▶ **What is needed**:
The output should consist solely of the line containing "Reviewer note: every instance of the green framed" and the lines that follow it through the end of the data below.

▶ **Supplied material**:
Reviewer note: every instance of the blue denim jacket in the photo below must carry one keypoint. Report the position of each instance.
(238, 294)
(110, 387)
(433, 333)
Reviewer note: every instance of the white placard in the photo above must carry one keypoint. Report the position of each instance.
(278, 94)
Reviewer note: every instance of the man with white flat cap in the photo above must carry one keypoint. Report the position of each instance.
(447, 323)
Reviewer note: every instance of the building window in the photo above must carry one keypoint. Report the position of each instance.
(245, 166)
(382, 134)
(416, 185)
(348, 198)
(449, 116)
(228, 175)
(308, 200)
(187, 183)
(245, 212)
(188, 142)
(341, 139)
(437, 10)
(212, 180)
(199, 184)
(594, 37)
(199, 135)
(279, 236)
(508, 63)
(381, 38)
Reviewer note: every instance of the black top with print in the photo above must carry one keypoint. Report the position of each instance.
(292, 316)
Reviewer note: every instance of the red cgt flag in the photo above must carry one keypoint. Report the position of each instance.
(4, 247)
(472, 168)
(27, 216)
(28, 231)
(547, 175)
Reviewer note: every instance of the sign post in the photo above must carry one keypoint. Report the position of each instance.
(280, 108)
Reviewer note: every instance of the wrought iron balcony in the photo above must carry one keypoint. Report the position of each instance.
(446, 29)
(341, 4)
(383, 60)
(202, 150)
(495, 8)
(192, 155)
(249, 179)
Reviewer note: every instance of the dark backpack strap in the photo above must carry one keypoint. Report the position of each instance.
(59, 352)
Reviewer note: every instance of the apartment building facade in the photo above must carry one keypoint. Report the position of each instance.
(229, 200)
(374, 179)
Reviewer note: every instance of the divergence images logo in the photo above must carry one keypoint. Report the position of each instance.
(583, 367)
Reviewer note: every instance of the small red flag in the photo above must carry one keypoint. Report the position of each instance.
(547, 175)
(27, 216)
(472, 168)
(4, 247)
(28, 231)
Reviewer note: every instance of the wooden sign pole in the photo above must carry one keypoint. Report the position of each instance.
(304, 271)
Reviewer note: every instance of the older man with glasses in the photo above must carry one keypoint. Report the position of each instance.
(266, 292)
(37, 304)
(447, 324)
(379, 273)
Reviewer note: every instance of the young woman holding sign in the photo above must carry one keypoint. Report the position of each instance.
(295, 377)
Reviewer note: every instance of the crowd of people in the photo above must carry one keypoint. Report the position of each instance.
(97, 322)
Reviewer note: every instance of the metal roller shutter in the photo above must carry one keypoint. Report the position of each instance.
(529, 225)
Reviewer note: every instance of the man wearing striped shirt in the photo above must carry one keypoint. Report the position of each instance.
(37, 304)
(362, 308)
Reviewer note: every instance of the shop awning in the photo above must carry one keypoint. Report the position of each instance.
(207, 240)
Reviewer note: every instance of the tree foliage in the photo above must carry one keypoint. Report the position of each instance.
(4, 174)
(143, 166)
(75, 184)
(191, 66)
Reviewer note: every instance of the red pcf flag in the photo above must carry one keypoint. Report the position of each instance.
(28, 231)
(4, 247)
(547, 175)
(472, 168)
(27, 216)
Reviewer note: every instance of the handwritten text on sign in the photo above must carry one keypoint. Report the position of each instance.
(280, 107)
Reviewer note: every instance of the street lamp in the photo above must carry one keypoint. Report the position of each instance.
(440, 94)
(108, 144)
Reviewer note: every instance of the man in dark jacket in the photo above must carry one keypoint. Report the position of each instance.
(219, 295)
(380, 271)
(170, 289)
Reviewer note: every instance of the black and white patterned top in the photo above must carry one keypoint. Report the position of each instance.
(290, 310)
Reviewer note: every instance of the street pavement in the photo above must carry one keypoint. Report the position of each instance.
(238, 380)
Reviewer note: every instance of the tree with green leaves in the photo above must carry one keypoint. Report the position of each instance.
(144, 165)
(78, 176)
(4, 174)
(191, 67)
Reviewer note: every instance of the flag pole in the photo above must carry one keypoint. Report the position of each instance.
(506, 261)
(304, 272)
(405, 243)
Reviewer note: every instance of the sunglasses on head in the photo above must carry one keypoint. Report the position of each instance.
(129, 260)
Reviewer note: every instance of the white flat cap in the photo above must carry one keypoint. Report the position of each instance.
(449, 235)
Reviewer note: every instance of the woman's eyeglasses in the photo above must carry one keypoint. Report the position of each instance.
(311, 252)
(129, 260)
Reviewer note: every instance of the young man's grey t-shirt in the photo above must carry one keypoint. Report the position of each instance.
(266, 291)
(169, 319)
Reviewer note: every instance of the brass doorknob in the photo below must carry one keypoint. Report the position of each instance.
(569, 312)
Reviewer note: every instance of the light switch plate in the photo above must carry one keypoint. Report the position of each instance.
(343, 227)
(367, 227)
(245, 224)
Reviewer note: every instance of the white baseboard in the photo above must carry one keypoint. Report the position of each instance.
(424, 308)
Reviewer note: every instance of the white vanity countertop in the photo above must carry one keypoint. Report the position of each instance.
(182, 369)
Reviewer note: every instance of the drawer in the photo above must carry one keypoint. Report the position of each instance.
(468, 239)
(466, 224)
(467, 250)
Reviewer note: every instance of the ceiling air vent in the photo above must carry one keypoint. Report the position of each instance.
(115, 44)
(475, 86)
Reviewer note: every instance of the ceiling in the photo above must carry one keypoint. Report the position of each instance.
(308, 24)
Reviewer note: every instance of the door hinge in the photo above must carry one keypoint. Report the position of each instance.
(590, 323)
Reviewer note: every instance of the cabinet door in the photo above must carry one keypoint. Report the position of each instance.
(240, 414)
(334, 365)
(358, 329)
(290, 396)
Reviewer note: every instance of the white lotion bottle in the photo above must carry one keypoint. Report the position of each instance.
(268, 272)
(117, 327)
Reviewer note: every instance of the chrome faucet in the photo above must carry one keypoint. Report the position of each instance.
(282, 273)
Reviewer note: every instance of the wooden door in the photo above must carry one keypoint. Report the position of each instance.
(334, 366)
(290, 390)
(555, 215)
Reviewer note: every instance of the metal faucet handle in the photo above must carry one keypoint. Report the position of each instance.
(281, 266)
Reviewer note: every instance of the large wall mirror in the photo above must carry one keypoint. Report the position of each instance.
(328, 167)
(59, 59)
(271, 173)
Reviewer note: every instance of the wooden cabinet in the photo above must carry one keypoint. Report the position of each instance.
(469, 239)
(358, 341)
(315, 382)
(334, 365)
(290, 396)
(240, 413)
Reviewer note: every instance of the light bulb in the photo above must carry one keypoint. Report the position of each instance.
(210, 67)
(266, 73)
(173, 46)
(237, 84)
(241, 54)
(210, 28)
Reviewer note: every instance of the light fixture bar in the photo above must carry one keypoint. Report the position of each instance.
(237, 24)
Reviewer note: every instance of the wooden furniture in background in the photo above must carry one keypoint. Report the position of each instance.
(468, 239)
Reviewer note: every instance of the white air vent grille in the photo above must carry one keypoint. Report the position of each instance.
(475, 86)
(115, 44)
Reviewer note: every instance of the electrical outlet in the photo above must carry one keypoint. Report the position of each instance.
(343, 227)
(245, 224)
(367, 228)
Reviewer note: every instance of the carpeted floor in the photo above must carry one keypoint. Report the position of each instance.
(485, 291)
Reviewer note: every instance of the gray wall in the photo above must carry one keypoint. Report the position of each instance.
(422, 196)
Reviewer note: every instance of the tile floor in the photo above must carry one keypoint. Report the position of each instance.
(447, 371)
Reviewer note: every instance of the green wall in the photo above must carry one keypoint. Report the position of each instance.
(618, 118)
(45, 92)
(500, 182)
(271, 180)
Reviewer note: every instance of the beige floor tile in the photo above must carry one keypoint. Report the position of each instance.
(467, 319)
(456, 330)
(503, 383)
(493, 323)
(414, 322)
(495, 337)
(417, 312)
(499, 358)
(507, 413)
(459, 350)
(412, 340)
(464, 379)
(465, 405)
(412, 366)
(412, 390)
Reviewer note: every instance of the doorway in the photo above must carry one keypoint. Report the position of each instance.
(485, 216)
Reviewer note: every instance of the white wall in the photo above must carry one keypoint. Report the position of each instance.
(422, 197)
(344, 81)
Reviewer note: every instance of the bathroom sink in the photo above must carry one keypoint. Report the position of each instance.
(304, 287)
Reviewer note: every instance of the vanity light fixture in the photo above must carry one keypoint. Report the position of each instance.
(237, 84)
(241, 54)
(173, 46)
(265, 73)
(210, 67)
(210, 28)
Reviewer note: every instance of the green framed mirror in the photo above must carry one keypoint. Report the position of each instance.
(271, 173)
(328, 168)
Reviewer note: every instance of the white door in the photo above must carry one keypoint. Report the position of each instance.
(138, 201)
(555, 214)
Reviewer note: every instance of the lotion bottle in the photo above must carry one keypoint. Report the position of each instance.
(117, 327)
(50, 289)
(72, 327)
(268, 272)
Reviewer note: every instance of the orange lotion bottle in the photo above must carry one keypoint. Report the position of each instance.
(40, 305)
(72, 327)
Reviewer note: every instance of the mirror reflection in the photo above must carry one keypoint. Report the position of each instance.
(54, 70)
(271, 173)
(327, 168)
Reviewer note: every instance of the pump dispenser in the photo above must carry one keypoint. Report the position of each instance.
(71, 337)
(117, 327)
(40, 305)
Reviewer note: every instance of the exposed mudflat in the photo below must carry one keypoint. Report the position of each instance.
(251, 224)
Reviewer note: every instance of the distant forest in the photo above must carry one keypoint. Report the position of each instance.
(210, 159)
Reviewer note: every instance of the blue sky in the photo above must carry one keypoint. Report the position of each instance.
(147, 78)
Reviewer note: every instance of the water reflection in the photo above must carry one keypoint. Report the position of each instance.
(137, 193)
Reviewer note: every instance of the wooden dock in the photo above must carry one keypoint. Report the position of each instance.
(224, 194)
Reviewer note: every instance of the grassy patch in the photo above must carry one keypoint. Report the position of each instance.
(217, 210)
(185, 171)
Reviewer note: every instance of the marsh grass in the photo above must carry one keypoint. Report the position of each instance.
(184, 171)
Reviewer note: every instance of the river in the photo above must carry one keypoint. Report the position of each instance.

▶ **Finished exercise**:
Reviewer note: every instance of the green framed mirror in the photo above must carry one keypoint. Report the position of each instance.
(271, 173)
(328, 168)
Reviewer note: every instance of the white door in the photo above must carry one keypoint. Report the position of each instance.
(138, 201)
(555, 214)
Reviewer note: every instance of the lotion bottle in the photo above must carry one keypoint. Report the position of each instance.
(117, 327)
(50, 289)
(72, 327)
(268, 272)
Reviewer note: every instance of the orange lotion bottle in the photo above must carry one keypoint. Report the position of each instance.
(40, 305)
(72, 327)
Reviewer note: every instance of the mirror reflection in the photo above must carry one keypoint. Report the position of each instance.
(54, 70)
(271, 173)
(327, 168)
Reviewer note: every instance of the pump dispenser in the photo above must carry one keypoint. Report the position of each instance.
(71, 337)
(117, 327)
(40, 305)
Reviewer note: every instance of the exposed mudflat in the photo below must carry one keypoint. Report the position of each instance.
(251, 224)
Reviewer note: every instance of the distant forest in the photo above must carry one keypoint. Report the position of each instance.
(210, 159)
Reviewer note: every instance of the blue sky in the photo above must carry one keypoint. Report the position of each instance.
(147, 78)
Reviewer note: every instance of the water reflection in the photo above must carry one keypoint. Report the position of each instance.
(137, 193)
Reviewer note: every instance of the wooden dock in the photo above must carry one keypoint. Report the position of each instance.
(224, 194)
Reviewer note: every instance of the grassy patch in the photo above must carry one keypoint. Report the position of each instance.
(217, 210)
(185, 171)
Reviewer note: every instance of the marsh grass in the photo above must carry one keypoint. Report the position of each instance.
(184, 171)
Reviewer note: every instance of the river in the photo above must carry one keypoint. Report the position of each instance.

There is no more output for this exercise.